Format the data below as a numbered list, leaving out any blank lines.

DATA PROVIDED:
____________________
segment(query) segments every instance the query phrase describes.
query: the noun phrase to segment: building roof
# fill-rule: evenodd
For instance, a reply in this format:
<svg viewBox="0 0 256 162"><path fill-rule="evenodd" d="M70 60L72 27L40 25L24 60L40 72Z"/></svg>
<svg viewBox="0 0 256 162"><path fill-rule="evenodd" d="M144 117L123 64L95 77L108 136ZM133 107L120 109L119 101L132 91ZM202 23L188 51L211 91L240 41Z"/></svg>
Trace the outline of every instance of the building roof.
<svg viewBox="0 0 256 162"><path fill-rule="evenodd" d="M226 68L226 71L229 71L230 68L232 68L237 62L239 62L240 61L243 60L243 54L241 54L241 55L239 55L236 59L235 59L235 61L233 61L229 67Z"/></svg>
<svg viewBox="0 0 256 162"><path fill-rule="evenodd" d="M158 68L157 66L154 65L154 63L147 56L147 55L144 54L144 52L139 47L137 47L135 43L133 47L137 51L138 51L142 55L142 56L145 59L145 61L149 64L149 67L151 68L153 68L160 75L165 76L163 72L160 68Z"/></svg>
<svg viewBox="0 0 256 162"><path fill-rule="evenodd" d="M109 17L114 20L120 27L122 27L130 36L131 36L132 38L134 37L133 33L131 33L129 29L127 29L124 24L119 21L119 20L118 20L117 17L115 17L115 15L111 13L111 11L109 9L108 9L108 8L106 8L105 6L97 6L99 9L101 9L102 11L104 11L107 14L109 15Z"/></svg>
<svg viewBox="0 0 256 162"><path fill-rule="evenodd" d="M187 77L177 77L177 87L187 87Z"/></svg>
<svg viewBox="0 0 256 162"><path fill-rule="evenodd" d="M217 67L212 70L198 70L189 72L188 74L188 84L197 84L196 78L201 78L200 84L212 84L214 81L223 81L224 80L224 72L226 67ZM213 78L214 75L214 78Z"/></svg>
____________________
ANSWER TO THIS EXERCISE:
1. segment(query) segments every instance the query phrase describes.
2. query: the noun phrase to segment: building roof
3. # fill-rule: evenodd
4. For instance, a reply in this format:
5. <svg viewBox="0 0 256 162"><path fill-rule="evenodd" d="M70 60L72 27L40 25L24 60L40 72Z"/></svg>
6. <svg viewBox="0 0 256 162"><path fill-rule="evenodd" d="M144 117L123 64L95 77L108 136ZM133 107L120 109L119 101L132 91ZM202 23L188 51L211 91L240 41Z"/></svg>
7. Trace the outline of every instance of the building roof.
8. <svg viewBox="0 0 256 162"><path fill-rule="evenodd" d="M226 68L226 71L229 71L230 68L232 68L237 62L239 62L240 61L243 60L243 54L241 54L241 55L239 55L236 59L235 59L235 61L233 61L229 67Z"/></svg>
9. <svg viewBox="0 0 256 162"><path fill-rule="evenodd" d="M158 68L157 66L154 65L154 63L147 56L147 55L144 54L144 52L139 47L137 47L135 43L133 47L137 51L138 51L142 55L142 56L145 59L145 61L149 64L149 67L151 68L153 68L160 75L165 76L163 72L160 68Z"/></svg>
10. <svg viewBox="0 0 256 162"><path fill-rule="evenodd" d="M109 17L114 20L120 27L122 27L130 36L131 36L132 38L134 37L133 33L131 33L129 29L127 29L124 24L119 21L119 20L118 20L117 17L115 17L115 15L111 13L111 11L109 9L108 9L108 8L106 8L105 6L97 6L99 9L101 9L102 11L104 11L107 14L109 15Z"/></svg>
11. <svg viewBox="0 0 256 162"><path fill-rule="evenodd" d="M187 77L177 77L177 87L187 87Z"/></svg>
12. <svg viewBox="0 0 256 162"><path fill-rule="evenodd" d="M217 67L212 70L198 70L189 72L188 74L188 84L197 84L196 78L201 78L200 84L212 84L214 81L223 81L224 80L224 72L226 67ZM213 78L214 75L214 78Z"/></svg>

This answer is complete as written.